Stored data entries

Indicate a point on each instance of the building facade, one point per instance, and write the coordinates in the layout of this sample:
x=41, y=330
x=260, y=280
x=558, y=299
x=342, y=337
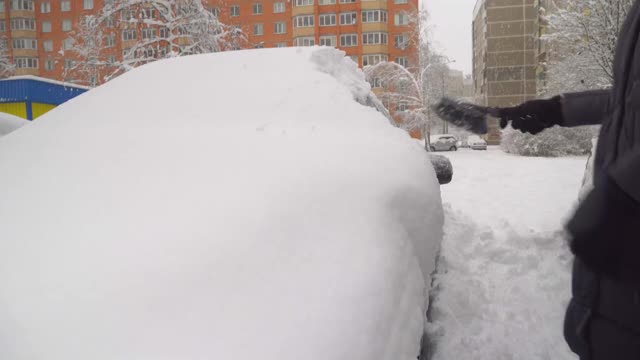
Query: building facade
x=507, y=55
x=35, y=33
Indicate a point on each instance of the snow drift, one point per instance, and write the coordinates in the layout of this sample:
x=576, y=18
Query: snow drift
x=230, y=206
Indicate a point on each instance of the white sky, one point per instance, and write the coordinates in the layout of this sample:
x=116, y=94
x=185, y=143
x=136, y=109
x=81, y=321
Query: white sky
x=451, y=30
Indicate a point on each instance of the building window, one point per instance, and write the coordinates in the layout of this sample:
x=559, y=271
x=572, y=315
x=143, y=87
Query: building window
x=278, y=8
x=47, y=45
x=109, y=22
x=328, y=40
x=66, y=25
x=23, y=24
x=303, y=21
x=348, y=40
x=375, y=39
x=349, y=18
x=304, y=41
x=304, y=2
x=148, y=33
x=377, y=83
x=67, y=44
x=327, y=19
x=31, y=44
x=258, y=29
x=401, y=19
x=126, y=14
x=374, y=16
x=110, y=40
x=373, y=59
x=280, y=28
x=400, y=41
x=128, y=34
x=22, y=5
x=26, y=63
x=148, y=13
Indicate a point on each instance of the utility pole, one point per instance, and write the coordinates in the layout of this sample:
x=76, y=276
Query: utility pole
x=445, y=125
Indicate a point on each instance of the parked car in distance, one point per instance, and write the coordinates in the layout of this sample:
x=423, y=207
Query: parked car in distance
x=476, y=143
x=443, y=142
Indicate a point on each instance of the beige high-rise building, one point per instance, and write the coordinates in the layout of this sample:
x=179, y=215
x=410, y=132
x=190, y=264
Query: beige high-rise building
x=506, y=54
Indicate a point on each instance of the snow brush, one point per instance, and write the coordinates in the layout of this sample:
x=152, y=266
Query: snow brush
x=468, y=116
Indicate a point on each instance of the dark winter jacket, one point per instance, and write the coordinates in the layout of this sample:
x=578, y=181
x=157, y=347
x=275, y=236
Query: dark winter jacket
x=607, y=294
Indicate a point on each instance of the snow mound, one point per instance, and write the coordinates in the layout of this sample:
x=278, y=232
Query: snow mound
x=236, y=205
x=10, y=123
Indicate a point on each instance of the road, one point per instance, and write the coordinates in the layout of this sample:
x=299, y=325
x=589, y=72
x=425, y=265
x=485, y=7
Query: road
x=503, y=277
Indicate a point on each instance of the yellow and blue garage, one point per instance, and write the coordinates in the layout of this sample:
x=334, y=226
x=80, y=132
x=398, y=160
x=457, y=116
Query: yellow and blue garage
x=29, y=97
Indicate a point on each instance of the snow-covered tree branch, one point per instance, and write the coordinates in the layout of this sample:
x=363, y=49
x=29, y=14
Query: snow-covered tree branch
x=147, y=30
x=581, y=41
x=412, y=90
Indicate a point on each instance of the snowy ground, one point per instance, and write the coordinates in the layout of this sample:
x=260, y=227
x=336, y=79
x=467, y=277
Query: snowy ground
x=504, y=275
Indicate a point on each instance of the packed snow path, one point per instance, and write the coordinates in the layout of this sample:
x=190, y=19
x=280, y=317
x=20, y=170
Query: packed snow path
x=504, y=273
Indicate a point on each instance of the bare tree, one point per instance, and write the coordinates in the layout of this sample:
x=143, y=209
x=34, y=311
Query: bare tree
x=582, y=42
x=581, y=49
x=412, y=89
x=7, y=68
x=148, y=30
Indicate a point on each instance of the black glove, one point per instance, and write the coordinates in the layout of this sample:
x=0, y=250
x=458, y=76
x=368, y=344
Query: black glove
x=532, y=116
x=605, y=232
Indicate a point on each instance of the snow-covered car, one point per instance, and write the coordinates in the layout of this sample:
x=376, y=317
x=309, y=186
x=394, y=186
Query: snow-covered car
x=10, y=123
x=238, y=205
x=476, y=143
x=443, y=142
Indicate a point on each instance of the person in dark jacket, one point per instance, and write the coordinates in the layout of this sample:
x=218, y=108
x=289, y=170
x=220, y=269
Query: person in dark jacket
x=603, y=317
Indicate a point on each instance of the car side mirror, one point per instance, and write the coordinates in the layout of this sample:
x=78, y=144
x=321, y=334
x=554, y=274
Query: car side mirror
x=443, y=168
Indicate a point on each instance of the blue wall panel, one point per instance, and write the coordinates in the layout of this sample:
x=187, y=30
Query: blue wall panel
x=33, y=90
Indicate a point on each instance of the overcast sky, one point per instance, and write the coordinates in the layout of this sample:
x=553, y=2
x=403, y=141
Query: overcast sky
x=451, y=24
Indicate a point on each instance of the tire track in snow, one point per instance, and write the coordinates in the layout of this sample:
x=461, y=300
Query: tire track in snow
x=498, y=293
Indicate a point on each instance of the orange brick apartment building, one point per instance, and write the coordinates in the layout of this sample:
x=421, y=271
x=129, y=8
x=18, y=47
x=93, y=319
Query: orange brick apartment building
x=367, y=30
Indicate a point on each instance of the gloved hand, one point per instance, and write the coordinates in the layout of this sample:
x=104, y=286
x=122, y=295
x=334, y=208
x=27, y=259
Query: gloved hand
x=532, y=116
x=604, y=232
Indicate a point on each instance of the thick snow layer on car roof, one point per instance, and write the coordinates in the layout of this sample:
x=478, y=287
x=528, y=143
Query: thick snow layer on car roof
x=9, y=123
x=228, y=206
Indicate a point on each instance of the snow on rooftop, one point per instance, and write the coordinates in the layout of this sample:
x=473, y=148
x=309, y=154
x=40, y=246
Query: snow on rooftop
x=235, y=205
x=10, y=123
x=46, y=80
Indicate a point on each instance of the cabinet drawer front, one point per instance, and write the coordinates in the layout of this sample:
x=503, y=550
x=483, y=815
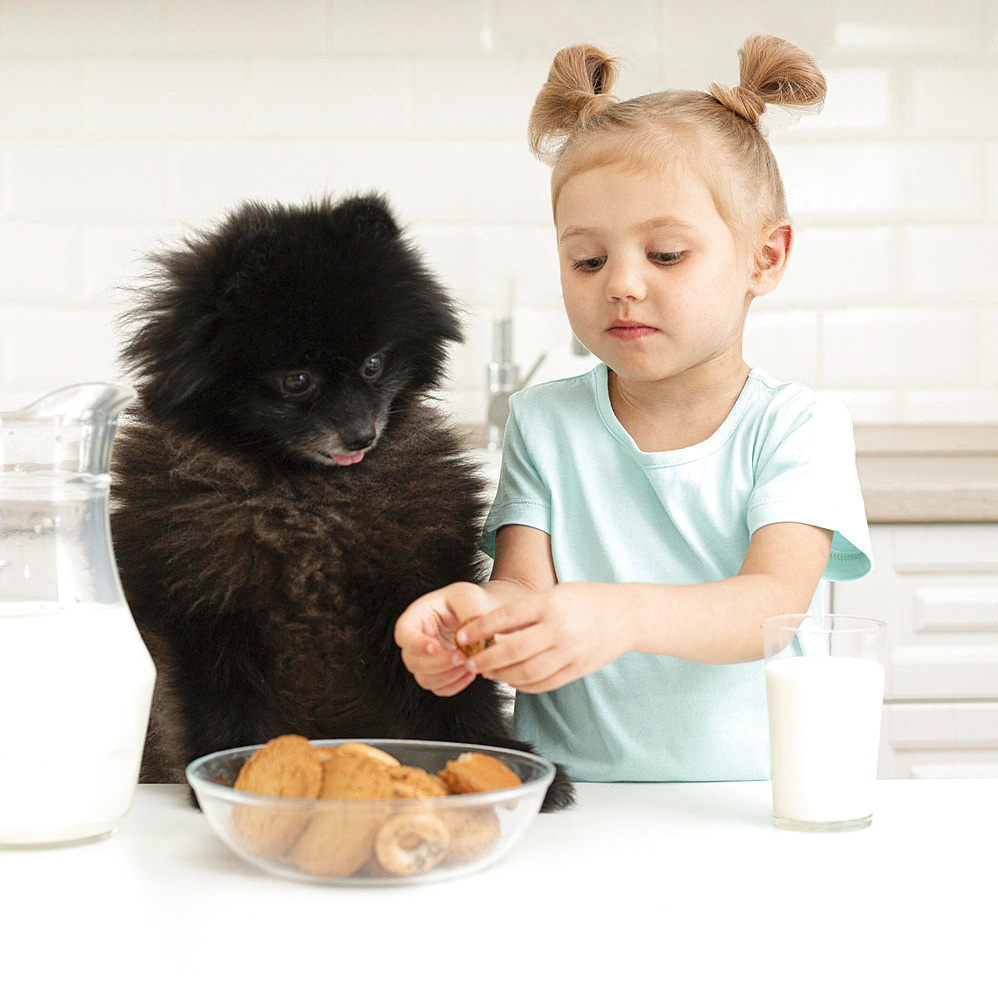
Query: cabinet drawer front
x=956, y=608
x=970, y=726
x=966, y=671
x=939, y=741
x=960, y=548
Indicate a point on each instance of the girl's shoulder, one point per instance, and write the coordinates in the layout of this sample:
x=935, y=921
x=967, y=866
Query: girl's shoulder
x=777, y=408
x=782, y=400
x=558, y=396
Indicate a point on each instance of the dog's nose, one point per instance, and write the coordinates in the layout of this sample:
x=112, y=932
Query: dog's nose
x=357, y=439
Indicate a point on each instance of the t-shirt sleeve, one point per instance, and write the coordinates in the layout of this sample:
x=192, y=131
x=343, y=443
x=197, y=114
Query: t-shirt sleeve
x=522, y=496
x=807, y=474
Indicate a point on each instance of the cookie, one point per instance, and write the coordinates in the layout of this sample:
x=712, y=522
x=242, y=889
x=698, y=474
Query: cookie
x=337, y=844
x=477, y=772
x=288, y=767
x=471, y=832
x=411, y=843
x=364, y=750
x=415, y=783
x=469, y=649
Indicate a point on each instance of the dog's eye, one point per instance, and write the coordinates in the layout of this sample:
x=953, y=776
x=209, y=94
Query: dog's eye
x=373, y=367
x=297, y=383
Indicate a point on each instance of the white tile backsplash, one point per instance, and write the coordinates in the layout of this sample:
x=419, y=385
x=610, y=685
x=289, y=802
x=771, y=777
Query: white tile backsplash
x=124, y=121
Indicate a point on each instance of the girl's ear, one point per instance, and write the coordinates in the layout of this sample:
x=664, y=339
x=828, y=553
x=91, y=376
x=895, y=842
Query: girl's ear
x=772, y=251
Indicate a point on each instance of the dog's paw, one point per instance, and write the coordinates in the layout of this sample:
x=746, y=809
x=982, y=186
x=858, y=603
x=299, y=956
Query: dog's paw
x=560, y=794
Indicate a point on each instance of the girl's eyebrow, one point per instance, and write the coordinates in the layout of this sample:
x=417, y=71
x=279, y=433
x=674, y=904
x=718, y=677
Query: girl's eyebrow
x=659, y=222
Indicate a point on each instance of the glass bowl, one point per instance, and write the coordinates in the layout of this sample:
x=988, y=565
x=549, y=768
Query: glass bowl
x=422, y=840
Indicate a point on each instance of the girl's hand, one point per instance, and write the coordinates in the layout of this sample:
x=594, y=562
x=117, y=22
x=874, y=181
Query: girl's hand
x=425, y=634
x=551, y=637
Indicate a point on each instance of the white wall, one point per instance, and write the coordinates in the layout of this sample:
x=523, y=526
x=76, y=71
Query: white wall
x=122, y=122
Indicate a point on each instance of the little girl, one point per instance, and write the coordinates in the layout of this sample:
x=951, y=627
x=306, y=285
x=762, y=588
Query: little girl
x=653, y=512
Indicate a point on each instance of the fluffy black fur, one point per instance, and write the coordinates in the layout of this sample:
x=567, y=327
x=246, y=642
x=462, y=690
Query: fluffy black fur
x=265, y=575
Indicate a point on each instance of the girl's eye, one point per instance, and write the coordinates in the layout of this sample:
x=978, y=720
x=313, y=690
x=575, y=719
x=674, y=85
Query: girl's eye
x=667, y=258
x=373, y=367
x=298, y=384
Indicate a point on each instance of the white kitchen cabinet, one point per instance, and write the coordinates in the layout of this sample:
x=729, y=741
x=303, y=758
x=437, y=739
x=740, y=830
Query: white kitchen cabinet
x=936, y=586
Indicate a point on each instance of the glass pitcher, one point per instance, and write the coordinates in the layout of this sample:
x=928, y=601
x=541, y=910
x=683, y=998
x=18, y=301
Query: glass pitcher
x=76, y=679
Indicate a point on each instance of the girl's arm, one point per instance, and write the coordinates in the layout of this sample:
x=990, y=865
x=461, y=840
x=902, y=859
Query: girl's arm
x=553, y=634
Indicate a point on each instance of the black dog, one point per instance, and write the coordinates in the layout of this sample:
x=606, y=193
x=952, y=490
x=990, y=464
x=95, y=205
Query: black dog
x=283, y=490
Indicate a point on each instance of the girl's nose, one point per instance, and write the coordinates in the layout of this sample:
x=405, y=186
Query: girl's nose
x=623, y=280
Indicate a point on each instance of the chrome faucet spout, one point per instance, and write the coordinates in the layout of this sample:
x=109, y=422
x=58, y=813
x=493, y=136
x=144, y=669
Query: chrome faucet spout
x=503, y=380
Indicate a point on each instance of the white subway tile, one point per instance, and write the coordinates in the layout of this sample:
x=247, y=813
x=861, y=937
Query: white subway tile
x=700, y=41
x=45, y=348
x=883, y=180
x=238, y=26
x=330, y=97
x=898, y=26
x=39, y=97
x=81, y=26
x=871, y=406
x=630, y=30
x=408, y=26
x=451, y=182
x=989, y=354
x=900, y=347
x=205, y=179
x=953, y=264
x=957, y=406
x=42, y=262
x=83, y=180
x=859, y=99
x=478, y=261
x=164, y=97
x=486, y=97
x=116, y=260
x=955, y=100
x=784, y=343
x=840, y=266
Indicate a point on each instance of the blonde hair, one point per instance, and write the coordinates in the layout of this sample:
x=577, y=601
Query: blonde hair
x=577, y=124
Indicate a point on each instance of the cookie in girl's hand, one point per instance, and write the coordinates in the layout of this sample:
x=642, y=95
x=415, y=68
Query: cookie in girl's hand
x=476, y=647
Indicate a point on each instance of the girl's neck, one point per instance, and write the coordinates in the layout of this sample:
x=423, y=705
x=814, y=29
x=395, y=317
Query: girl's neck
x=679, y=411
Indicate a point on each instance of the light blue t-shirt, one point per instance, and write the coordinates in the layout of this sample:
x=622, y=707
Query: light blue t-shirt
x=617, y=514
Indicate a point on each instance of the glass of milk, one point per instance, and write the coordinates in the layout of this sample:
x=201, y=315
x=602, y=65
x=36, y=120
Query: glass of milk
x=76, y=679
x=825, y=690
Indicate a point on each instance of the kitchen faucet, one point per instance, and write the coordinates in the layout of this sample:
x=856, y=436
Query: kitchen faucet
x=503, y=381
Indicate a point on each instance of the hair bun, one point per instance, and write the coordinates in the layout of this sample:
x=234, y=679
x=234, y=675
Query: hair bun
x=579, y=87
x=772, y=71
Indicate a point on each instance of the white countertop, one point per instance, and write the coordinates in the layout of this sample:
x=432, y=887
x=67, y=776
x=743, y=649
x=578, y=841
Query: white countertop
x=651, y=890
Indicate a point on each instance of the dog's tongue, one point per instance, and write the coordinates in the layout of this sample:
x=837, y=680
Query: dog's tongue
x=350, y=459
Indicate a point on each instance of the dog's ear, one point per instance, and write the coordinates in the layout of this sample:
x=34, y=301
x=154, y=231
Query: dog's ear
x=371, y=215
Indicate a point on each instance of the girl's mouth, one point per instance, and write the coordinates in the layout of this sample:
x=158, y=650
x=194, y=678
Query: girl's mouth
x=628, y=329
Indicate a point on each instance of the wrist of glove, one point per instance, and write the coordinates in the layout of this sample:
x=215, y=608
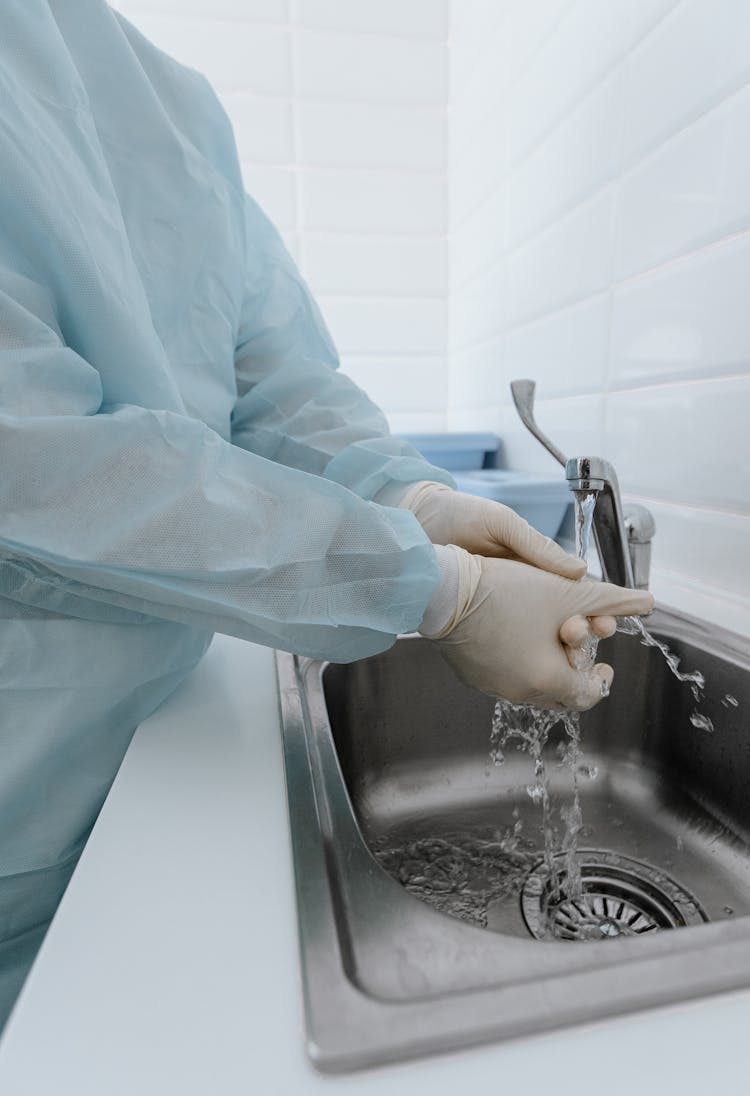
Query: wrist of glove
x=510, y=630
x=485, y=528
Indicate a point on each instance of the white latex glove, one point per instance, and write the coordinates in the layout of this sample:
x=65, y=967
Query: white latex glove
x=506, y=635
x=485, y=527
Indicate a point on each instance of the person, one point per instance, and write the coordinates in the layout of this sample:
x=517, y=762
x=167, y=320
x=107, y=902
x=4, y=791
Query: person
x=181, y=456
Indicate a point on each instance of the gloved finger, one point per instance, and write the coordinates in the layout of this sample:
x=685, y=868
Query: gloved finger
x=602, y=627
x=580, y=691
x=575, y=631
x=531, y=546
x=603, y=598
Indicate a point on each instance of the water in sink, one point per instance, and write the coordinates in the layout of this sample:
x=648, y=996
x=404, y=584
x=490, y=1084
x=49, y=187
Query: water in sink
x=579, y=897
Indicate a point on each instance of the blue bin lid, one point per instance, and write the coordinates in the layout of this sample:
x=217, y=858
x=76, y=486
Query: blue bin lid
x=488, y=443
x=510, y=486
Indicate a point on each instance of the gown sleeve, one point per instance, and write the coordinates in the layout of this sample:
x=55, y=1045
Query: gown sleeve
x=112, y=511
x=294, y=404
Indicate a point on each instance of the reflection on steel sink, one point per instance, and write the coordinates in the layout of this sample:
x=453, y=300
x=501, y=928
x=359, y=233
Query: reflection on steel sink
x=387, y=761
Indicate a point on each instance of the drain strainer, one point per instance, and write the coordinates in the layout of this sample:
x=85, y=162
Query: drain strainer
x=618, y=897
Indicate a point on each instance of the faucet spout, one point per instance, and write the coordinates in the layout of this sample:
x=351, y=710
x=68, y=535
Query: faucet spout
x=594, y=475
x=623, y=537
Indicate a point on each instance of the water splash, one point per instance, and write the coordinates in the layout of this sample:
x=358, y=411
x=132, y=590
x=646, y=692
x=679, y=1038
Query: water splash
x=462, y=874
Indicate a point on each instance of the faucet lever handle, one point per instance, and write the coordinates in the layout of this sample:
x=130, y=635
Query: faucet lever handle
x=523, y=397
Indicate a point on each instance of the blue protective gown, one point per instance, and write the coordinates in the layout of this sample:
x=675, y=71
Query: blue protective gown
x=179, y=453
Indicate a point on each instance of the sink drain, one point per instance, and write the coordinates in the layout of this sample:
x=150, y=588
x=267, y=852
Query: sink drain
x=620, y=897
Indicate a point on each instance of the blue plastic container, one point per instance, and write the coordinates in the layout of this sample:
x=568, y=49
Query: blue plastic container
x=456, y=452
x=542, y=501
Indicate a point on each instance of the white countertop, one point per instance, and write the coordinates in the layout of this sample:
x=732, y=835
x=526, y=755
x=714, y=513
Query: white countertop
x=171, y=966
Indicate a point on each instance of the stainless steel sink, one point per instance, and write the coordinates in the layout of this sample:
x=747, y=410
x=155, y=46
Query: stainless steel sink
x=421, y=882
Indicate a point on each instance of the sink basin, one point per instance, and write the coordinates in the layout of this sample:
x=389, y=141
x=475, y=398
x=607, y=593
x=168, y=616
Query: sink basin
x=429, y=917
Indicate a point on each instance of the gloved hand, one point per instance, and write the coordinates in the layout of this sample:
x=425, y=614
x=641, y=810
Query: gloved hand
x=506, y=636
x=485, y=527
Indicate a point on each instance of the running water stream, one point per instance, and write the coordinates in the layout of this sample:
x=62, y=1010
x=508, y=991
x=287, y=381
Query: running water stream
x=527, y=728
x=465, y=872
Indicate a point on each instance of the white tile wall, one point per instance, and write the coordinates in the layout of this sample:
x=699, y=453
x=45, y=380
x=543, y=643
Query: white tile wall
x=339, y=109
x=616, y=203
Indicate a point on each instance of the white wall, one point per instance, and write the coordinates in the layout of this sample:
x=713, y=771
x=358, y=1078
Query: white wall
x=339, y=113
x=600, y=243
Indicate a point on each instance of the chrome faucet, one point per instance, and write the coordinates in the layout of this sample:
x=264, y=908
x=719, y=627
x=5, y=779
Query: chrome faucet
x=623, y=535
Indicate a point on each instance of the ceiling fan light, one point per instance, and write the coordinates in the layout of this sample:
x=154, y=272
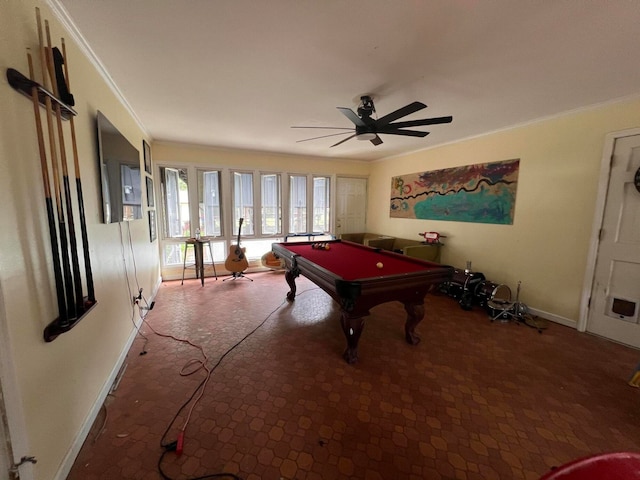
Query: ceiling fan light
x=366, y=136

▶ Exercise: Your answer should be the lines from the opening of the records through the line with "x=116, y=94", both ends retyped exactly and pictures left out.

▶ Solution below:
Indicate a point on each instance of the building facade, one point per instance, and write the coordinates in the layout of this sample:
x=41, y=330
x=260, y=280
x=558, y=299
x=342, y=337
Query: building facade
x=507, y=55
x=35, y=33
Indicate a point on each instance of the snow drift, one point per instance, and write the coordinates in the layout of this sample:
x=576, y=18
Query: snow drift
x=230, y=206
Indicate a point on each instance of the white sky, one point per instance, and write the coordinates in the layout of this sample:
x=116, y=94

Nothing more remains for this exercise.